● DATA TO PROCESS:

※ ※ ※

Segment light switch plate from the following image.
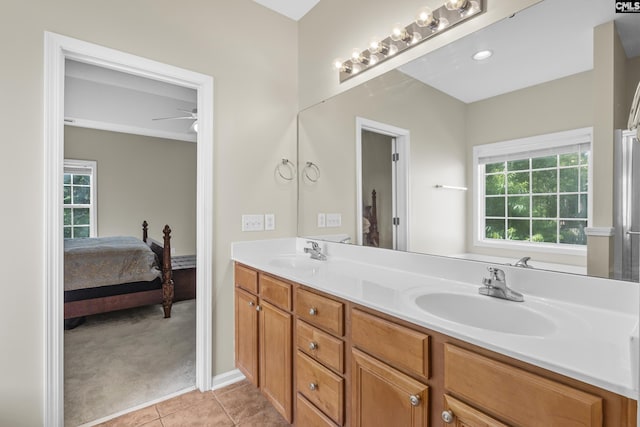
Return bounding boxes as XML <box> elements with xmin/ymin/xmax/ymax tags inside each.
<box><xmin>326</xmin><ymin>213</ymin><xmax>341</xmax><ymax>227</ymax></box>
<box><xmin>317</xmin><ymin>213</ymin><xmax>326</xmax><ymax>228</ymax></box>
<box><xmin>265</xmin><ymin>213</ymin><xmax>275</xmax><ymax>230</ymax></box>
<box><xmin>242</xmin><ymin>214</ymin><xmax>264</xmax><ymax>231</ymax></box>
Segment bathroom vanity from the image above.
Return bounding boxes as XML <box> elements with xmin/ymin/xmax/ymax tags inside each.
<box><xmin>232</xmin><ymin>238</ymin><xmax>638</xmax><ymax>426</ymax></box>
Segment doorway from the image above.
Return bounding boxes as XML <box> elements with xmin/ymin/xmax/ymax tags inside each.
<box><xmin>44</xmin><ymin>32</ymin><xmax>213</xmax><ymax>425</ymax></box>
<box><xmin>356</xmin><ymin>117</ymin><xmax>410</xmax><ymax>251</ymax></box>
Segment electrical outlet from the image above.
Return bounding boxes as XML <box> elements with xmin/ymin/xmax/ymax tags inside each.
<box><xmin>242</xmin><ymin>214</ymin><xmax>264</xmax><ymax>231</ymax></box>
<box><xmin>326</xmin><ymin>213</ymin><xmax>342</xmax><ymax>227</ymax></box>
<box><xmin>317</xmin><ymin>213</ymin><xmax>326</xmax><ymax>228</ymax></box>
<box><xmin>264</xmin><ymin>213</ymin><xmax>275</xmax><ymax>231</ymax></box>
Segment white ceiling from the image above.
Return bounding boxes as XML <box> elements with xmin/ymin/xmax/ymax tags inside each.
<box><xmin>399</xmin><ymin>0</ymin><xmax>640</xmax><ymax>103</ymax></box>
<box><xmin>65</xmin><ymin>60</ymin><xmax>197</xmax><ymax>142</ymax></box>
<box><xmin>252</xmin><ymin>0</ymin><xmax>320</xmax><ymax>21</ymax></box>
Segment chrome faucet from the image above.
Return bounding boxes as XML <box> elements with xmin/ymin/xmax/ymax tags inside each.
<box><xmin>513</xmin><ymin>256</ymin><xmax>533</xmax><ymax>268</ymax></box>
<box><xmin>304</xmin><ymin>241</ymin><xmax>327</xmax><ymax>261</ymax></box>
<box><xmin>479</xmin><ymin>267</ymin><xmax>524</xmax><ymax>302</ymax></box>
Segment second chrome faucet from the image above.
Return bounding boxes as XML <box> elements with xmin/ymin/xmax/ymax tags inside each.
<box><xmin>479</xmin><ymin>267</ymin><xmax>524</xmax><ymax>302</ymax></box>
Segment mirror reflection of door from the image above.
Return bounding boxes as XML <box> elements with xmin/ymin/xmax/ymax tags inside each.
<box><xmin>359</xmin><ymin>125</ymin><xmax>409</xmax><ymax>251</ymax></box>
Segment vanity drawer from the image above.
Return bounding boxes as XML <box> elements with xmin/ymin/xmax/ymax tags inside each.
<box><xmin>444</xmin><ymin>344</ymin><xmax>603</xmax><ymax>426</ymax></box>
<box><xmin>296</xmin><ymin>288</ymin><xmax>344</xmax><ymax>336</ymax></box>
<box><xmin>297</xmin><ymin>320</ymin><xmax>344</xmax><ymax>373</ymax></box>
<box><xmin>296</xmin><ymin>350</ymin><xmax>344</xmax><ymax>425</ymax></box>
<box><xmin>351</xmin><ymin>308</ymin><xmax>430</xmax><ymax>378</ymax></box>
<box><xmin>234</xmin><ymin>263</ymin><xmax>258</xmax><ymax>294</ymax></box>
<box><xmin>259</xmin><ymin>274</ymin><xmax>292</xmax><ymax>311</ymax></box>
<box><xmin>296</xmin><ymin>393</ymin><xmax>340</xmax><ymax>427</ymax></box>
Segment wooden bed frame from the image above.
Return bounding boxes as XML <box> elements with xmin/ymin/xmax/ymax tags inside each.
<box><xmin>364</xmin><ymin>189</ymin><xmax>380</xmax><ymax>247</ymax></box>
<box><xmin>64</xmin><ymin>221</ymin><xmax>174</xmax><ymax>320</ymax></box>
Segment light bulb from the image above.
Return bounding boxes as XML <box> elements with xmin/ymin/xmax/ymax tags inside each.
<box><xmin>415</xmin><ymin>7</ymin><xmax>435</xmax><ymax>27</ymax></box>
<box><xmin>193</xmin><ymin>121</ymin><xmax>198</xmax><ymax>133</ymax></box>
<box><xmin>333</xmin><ymin>58</ymin><xmax>344</xmax><ymax>70</ymax></box>
<box><xmin>370</xmin><ymin>37</ymin><xmax>390</xmax><ymax>56</ymax></box>
<box><xmin>351</xmin><ymin>48</ymin><xmax>362</xmax><ymax>63</ymax></box>
<box><xmin>390</xmin><ymin>24</ymin><xmax>409</xmax><ymax>42</ymax></box>
<box><xmin>444</xmin><ymin>0</ymin><xmax>469</xmax><ymax>11</ymax></box>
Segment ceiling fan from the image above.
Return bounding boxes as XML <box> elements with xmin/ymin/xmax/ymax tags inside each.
<box><xmin>152</xmin><ymin>108</ymin><xmax>198</xmax><ymax>133</ymax></box>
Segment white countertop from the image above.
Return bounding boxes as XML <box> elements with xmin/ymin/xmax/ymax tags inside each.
<box><xmin>231</xmin><ymin>238</ymin><xmax>640</xmax><ymax>400</ymax></box>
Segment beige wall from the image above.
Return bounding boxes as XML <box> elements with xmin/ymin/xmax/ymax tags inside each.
<box><xmin>0</xmin><ymin>1</ymin><xmax>297</xmax><ymax>424</ymax></box>
<box><xmin>298</xmin><ymin>0</ymin><xmax>541</xmax><ymax>108</ymax></box>
<box><xmin>299</xmin><ymin>70</ymin><xmax>467</xmax><ymax>255</ymax></box>
<box><xmin>65</xmin><ymin>127</ymin><xmax>197</xmax><ymax>256</ymax></box>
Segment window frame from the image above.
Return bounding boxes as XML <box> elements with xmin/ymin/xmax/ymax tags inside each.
<box><xmin>472</xmin><ymin>127</ymin><xmax>593</xmax><ymax>255</ymax></box>
<box><xmin>63</xmin><ymin>159</ymin><xmax>97</xmax><ymax>238</ymax></box>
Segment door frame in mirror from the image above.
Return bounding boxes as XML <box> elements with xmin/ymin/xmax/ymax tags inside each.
<box><xmin>356</xmin><ymin>117</ymin><xmax>410</xmax><ymax>250</ymax></box>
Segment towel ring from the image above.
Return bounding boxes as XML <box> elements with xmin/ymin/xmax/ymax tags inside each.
<box><xmin>303</xmin><ymin>161</ymin><xmax>320</xmax><ymax>183</ymax></box>
<box><xmin>276</xmin><ymin>158</ymin><xmax>296</xmax><ymax>181</ymax></box>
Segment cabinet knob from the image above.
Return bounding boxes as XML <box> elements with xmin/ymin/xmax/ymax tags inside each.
<box><xmin>248</xmin><ymin>301</ymin><xmax>255</xmax><ymax>307</ymax></box>
<box><xmin>309</xmin><ymin>382</ymin><xmax>318</xmax><ymax>391</ymax></box>
<box><xmin>409</xmin><ymin>395</ymin><xmax>421</xmax><ymax>407</ymax></box>
<box><xmin>441</xmin><ymin>410</ymin><xmax>454</xmax><ymax>423</ymax></box>
<box><xmin>256</xmin><ymin>305</ymin><xmax>262</xmax><ymax>312</ymax></box>
<box><xmin>309</xmin><ymin>341</ymin><xmax>318</xmax><ymax>351</ymax></box>
<box><xmin>309</xmin><ymin>307</ymin><xmax>318</xmax><ymax>316</ymax></box>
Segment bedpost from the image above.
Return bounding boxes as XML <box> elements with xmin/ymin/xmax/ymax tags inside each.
<box><xmin>370</xmin><ymin>189</ymin><xmax>380</xmax><ymax>247</ymax></box>
<box><xmin>142</xmin><ymin>220</ymin><xmax>148</xmax><ymax>243</ymax></box>
<box><xmin>161</xmin><ymin>224</ymin><xmax>174</xmax><ymax>318</ymax></box>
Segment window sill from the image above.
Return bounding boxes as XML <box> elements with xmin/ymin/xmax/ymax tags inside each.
<box><xmin>473</xmin><ymin>239</ymin><xmax>587</xmax><ymax>256</ymax></box>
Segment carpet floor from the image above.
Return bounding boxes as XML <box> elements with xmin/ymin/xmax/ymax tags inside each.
<box><xmin>64</xmin><ymin>300</ymin><xmax>196</xmax><ymax>427</ymax></box>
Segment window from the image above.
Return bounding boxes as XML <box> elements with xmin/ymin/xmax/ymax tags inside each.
<box><xmin>64</xmin><ymin>159</ymin><xmax>97</xmax><ymax>238</ymax></box>
<box><xmin>473</xmin><ymin>128</ymin><xmax>592</xmax><ymax>252</ymax></box>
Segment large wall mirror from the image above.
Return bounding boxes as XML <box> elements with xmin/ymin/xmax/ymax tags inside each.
<box><xmin>298</xmin><ymin>0</ymin><xmax>640</xmax><ymax>281</ymax></box>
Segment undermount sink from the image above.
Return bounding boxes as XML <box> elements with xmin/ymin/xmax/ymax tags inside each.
<box><xmin>414</xmin><ymin>292</ymin><xmax>556</xmax><ymax>336</ymax></box>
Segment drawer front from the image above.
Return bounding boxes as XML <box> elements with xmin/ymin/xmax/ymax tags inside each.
<box><xmin>296</xmin><ymin>393</ymin><xmax>340</xmax><ymax>427</ymax></box>
<box><xmin>444</xmin><ymin>344</ymin><xmax>603</xmax><ymax>426</ymax></box>
<box><xmin>296</xmin><ymin>351</ymin><xmax>344</xmax><ymax>425</ymax></box>
<box><xmin>296</xmin><ymin>288</ymin><xmax>344</xmax><ymax>336</ymax></box>
<box><xmin>351</xmin><ymin>309</ymin><xmax>429</xmax><ymax>378</ymax></box>
<box><xmin>297</xmin><ymin>320</ymin><xmax>344</xmax><ymax>373</ymax></box>
<box><xmin>234</xmin><ymin>263</ymin><xmax>258</xmax><ymax>294</ymax></box>
<box><xmin>444</xmin><ymin>394</ymin><xmax>509</xmax><ymax>427</ymax></box>
<box><xmin>259</xmin><ymin>274</ymin><xmax>292</xmax><ymax>311</ymax></box>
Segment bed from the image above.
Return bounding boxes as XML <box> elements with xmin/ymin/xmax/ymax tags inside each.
<box><xmin>64</xmin><ymin>221</ymin><xmax>174</xmax><ymax>323</ymax></box>
<box><xmin>363</xmin><ymin>189</ymin><xmax>379</xmax><ymax>247</ymax></box>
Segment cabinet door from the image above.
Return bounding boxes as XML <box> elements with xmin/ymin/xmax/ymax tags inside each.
<box><xmin>235</xmin><ymin>288</ymin><xmax>259</xmax><ymax>386</ymax></box>
<box><xmin>443</xmin><ymin>395</ymin><xmax>508</xmax><ymax>427</ymax></box>
<box><xmin>352</xmin><ymin>348</ymin><xmax>428</xmax><ymax>427</ymax></box>
<box><xmin>259</xmin><ymin>300</ymin><xmax>293</xmax><ymax>422</ymax></box>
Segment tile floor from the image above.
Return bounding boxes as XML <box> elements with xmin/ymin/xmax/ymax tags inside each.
<box><xmin>96</xmin><ymin>380</ymin><xmax>291</xmax><ymax>427</ymax></box>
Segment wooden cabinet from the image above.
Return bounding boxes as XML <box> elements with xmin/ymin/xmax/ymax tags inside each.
<box><xmin>234</xmin><ymin>287</ymin><xmax>259</xmax><ymax>386</ymax></box>
<box><xmin>233</xmin><ymin>264</ymin><xmax>293</xmax><ymax>422</ymax></box>
<box><xmin>443</xmin><ymin>344</ymin><xmax>604</xmax><ymax>427</ymax></box>
<box><xmin>351</xmin><ymin>348</ymin><xmax>428</xmax><ymax>427</ymax></box>
<box><xmin>259</xmin><ymin>300</ymin><xmax>292</xmax><ymax>421</ymax></box>
<box><xmin>234</xmin><ymin>263</ymin><xmax>637</xmax><ymax>427</ymax></box>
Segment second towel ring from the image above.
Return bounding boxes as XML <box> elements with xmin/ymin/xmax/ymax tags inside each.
<box><xmin>303</xmin><ymin>161</ymin><xmax>320</xmax><ymax>182</ymax></box>
<box><xmin>276</xmin><ymin>158</ymin><xmax>296</xmax><ymax>181</ymax></box>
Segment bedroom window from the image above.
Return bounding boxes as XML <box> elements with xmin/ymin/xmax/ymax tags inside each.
<box><xmin>64</xmin><ymin>159</ymin><xmax>97</xmax><ymax>238</ymax></box>
<box><xmin>473</xmin><ymin>128</ymin><xmax>592</xmax><ymax>254</ymax></box>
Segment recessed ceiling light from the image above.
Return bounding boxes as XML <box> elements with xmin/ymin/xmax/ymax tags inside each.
<box><xmin>472</xmin><ymin>49</ymin><xmax>493</xmax><ymax>61</ymax></box>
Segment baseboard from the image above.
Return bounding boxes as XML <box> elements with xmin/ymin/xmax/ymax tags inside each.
<box><xmin>211</xmin><ymin>369</ymin><xmax>246</xmax><ymax>390</ymax></box>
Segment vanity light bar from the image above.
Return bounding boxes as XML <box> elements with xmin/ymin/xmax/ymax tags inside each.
<box><xmin>335</xmin><ymin>0</ymin><xmax>484</xmax><ymax>83</ymax></box>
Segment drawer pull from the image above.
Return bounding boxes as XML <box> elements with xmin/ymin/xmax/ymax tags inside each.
<box><xmin>309</xmin><ymin>341</ymin><xmax>319</xmax><ymax>351</ymax></box>
<box><xmin>256</xmin><ymin>305</ymin><xmax>262</xmax><ymax>312</ymax></box>
<box><xmin>309</xmin><ymin>382</ymin><xmax>318</xmax><ymax>391</ymax></box>
<box><xmin>441</xmin><ymin>410</ymin><xmax>453</xmax><ymax>423</ymax></box>
<box><xmin>248</xmin><ymin>301</ymin><xmax>255</xmax><ymax>307</ymax></box>
<box><xmin>309</xmin><ymin>307</ymin><xmax>318</xmax><ymax>316</ymax></box>
<box><xmin>409</xmin><ymin>395</ymin><xmax>421</xmax><ymax>407</ymax></box>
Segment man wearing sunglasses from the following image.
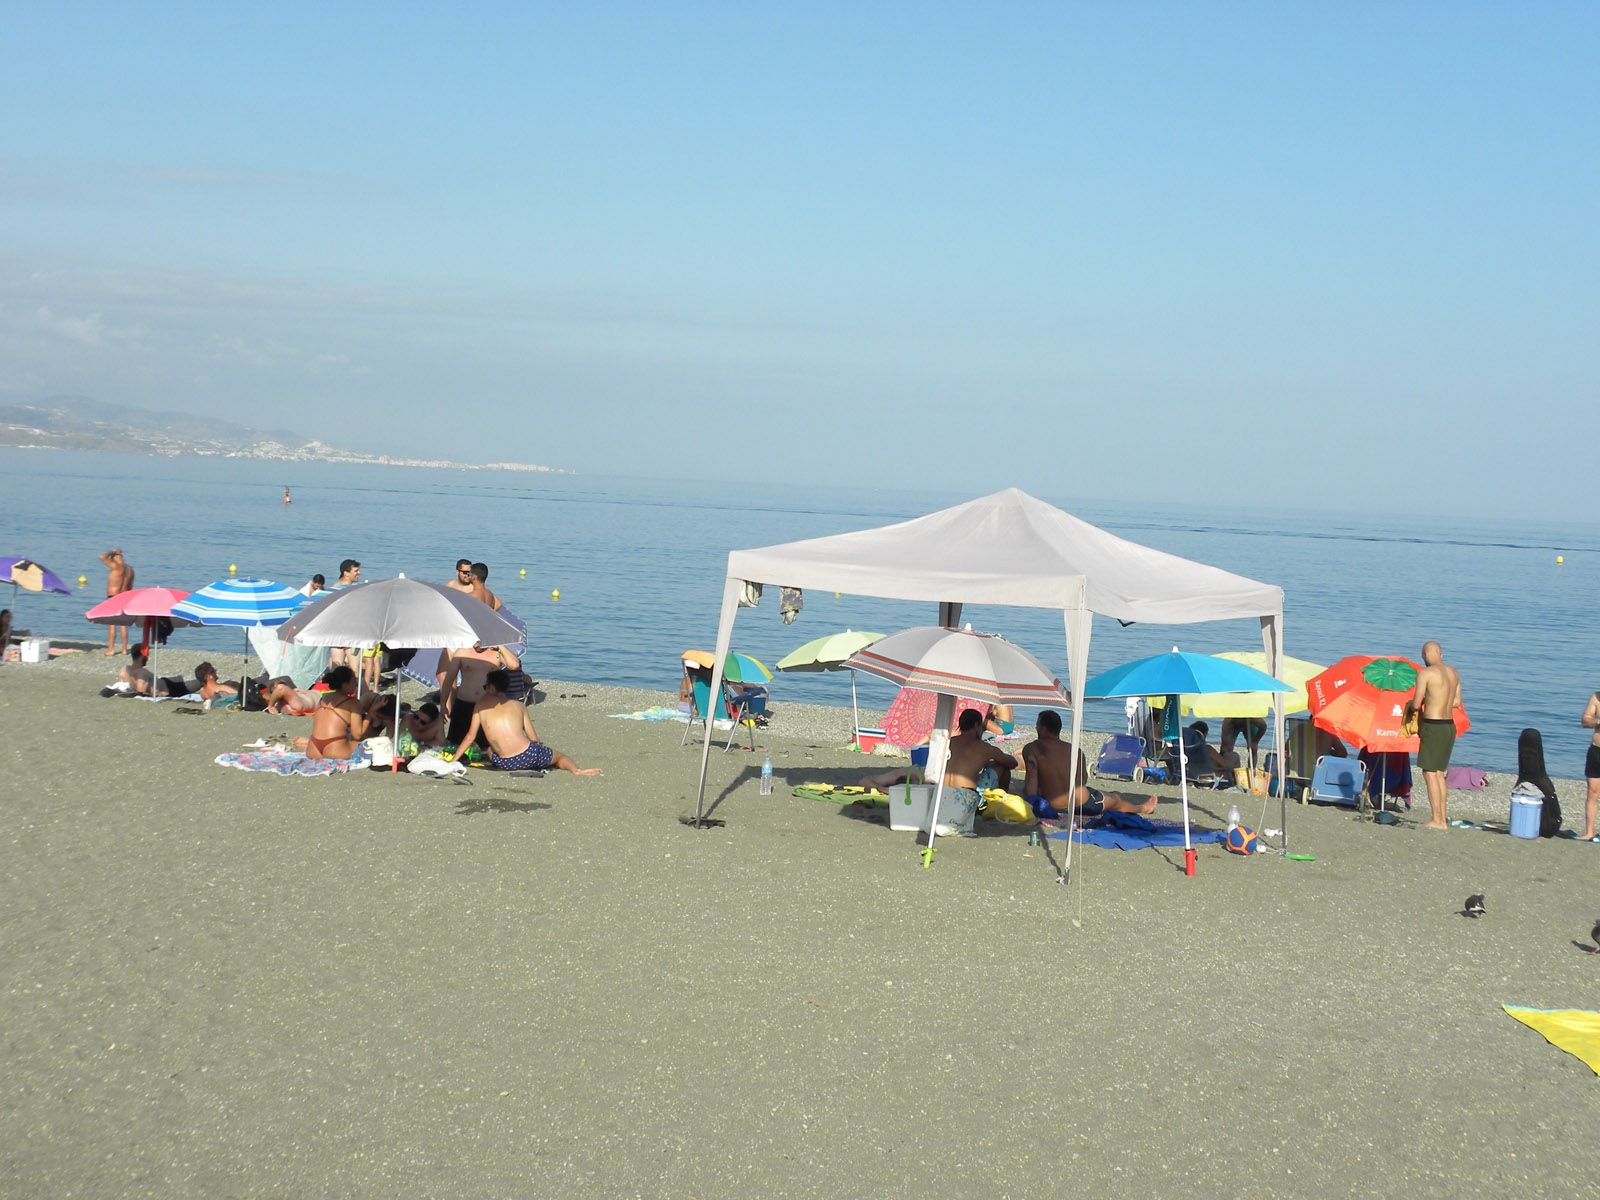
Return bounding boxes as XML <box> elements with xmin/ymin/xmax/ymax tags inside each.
<box><xmin>445</xmin><ymin>558</ymin><xmax>476</xmax><ymax>594</ymax></box>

※ ※ ※

● ASSIGNMENT: Quote, exactly and only, the lines from the first line of the data above through the line containing "Segment electrical outlet". The pictures do not belong in it.

● THE ANSWER:
Segment light switch plate from the following image.
Return bounding boxes as XML <box> elements with xmin/ymin/xmax/ymax tags inside each.
<box><xmin>326</xmin><ymin>213</ymin><xmax>341</xmax><ymax>227</ymax></box>
<box><xmin>317</xmin><ymin>213</ymin><xmax>326</xmax><ymax>228</ymax></box>
<box><xmin>265</xmin><ymin>213</ymin><xmax>275</xmax><ymax>230</ymax></box>
<box><xmin>242</xmin><ymin>214</ymin><xmax>264</xmax><ymax>231</ymax></box>
Segment bathroom vanity from the image above.
Return bounding boxes as XML <box> elements with xmin/ymin/xmax/ymax tags inside each.
<box><xmin>232</xmin><ymin>238</ymin><xmax>638</xmax><ymax>426</ymax></box>
Segment doorway from the image above.
Return bounding boxes as XML <box> elements with xmin/ymin/xmax/ymax tags inside each.
<box><xmin>44</xmin><ymin>32</ymin><xmax>213</xmax><ymax>425</ymax></box>
<box><xmin>356</xmin><ymin>117</ymin><xmax>410</xmax><ymax>251</ymax></box>
Segment electrical outlet from the image above.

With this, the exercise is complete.